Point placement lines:

- - -

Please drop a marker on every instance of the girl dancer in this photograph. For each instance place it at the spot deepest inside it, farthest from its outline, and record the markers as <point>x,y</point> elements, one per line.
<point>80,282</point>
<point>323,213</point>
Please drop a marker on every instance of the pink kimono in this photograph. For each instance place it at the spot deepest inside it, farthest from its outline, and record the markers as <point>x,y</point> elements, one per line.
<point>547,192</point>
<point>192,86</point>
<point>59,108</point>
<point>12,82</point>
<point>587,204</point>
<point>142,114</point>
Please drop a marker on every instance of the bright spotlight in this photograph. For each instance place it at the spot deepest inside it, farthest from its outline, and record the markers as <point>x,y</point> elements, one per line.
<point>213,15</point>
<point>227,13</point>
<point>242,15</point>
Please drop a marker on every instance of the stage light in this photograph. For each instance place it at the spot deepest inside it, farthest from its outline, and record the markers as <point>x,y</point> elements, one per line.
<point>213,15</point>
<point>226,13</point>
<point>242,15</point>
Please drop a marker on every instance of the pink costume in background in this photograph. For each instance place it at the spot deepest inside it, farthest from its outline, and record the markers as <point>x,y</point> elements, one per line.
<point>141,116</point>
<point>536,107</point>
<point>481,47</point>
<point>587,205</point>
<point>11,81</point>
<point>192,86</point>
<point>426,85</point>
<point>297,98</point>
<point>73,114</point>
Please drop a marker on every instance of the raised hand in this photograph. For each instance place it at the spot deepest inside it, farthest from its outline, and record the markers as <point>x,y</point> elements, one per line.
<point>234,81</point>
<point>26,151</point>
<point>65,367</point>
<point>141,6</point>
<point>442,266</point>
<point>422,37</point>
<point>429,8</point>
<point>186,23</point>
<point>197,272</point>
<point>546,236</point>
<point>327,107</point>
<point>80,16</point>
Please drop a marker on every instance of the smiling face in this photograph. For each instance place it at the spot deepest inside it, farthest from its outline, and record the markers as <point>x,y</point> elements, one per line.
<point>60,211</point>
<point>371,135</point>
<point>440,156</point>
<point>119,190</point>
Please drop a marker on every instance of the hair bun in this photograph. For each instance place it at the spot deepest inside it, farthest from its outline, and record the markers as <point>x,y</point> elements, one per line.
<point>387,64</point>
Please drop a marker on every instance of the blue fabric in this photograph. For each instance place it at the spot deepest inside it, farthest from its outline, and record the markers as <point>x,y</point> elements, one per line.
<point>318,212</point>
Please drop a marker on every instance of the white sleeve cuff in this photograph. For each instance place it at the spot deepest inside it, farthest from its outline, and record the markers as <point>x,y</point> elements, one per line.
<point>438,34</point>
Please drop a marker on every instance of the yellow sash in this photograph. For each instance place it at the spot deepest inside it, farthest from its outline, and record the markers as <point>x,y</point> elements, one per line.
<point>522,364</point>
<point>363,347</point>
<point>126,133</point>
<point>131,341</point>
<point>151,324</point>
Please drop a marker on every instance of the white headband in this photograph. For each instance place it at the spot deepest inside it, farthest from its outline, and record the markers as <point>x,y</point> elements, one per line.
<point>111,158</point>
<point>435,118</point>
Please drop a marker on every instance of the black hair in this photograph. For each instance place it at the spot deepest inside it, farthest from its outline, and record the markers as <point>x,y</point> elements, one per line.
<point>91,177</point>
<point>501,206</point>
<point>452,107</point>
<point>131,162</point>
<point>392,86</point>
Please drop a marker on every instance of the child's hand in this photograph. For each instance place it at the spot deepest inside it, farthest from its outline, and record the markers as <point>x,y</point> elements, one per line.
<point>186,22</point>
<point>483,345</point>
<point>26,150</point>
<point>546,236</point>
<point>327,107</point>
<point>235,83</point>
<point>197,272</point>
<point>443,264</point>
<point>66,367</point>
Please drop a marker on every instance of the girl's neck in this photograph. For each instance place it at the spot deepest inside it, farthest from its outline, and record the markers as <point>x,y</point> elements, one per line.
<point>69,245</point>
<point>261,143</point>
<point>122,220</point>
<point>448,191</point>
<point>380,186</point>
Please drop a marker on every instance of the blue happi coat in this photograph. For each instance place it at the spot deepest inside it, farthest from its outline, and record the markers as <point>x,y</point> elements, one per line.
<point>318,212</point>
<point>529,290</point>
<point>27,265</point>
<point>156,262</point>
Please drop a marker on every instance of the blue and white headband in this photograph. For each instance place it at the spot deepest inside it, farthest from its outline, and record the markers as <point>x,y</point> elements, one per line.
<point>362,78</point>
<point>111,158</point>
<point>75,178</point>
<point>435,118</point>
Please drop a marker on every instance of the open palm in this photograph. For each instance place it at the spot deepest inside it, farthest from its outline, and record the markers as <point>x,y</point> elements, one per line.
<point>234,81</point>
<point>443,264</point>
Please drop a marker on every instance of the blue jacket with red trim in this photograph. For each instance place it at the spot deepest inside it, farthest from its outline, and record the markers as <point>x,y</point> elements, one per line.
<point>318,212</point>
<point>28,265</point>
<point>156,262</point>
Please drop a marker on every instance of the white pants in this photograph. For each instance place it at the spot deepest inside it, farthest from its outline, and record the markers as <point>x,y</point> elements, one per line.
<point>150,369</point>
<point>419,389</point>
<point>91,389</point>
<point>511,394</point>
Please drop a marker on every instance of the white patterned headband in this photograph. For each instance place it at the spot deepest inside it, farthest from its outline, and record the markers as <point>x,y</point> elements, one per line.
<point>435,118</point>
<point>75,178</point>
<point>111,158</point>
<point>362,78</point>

- - -

GOAL OF THE EXERCISE: Give back word for word the lines beginning with the line containing "Please drop a marker on every instance of the yellow" and continuing through the line containing "<point>131,341</point>", with both of those lines included.

SOLUTION TO THIS EXERCISE:
Please drop a marker on every instance of the yellow sash in this photograph. For each instance place it at the spot deepest inside it, farthest from its outline, and record the markers as <point>x,y</point> elements, one per line.
<point>522,364</point>
<point>363,347</point>
<point>126,133</point>
<point>131,341</point>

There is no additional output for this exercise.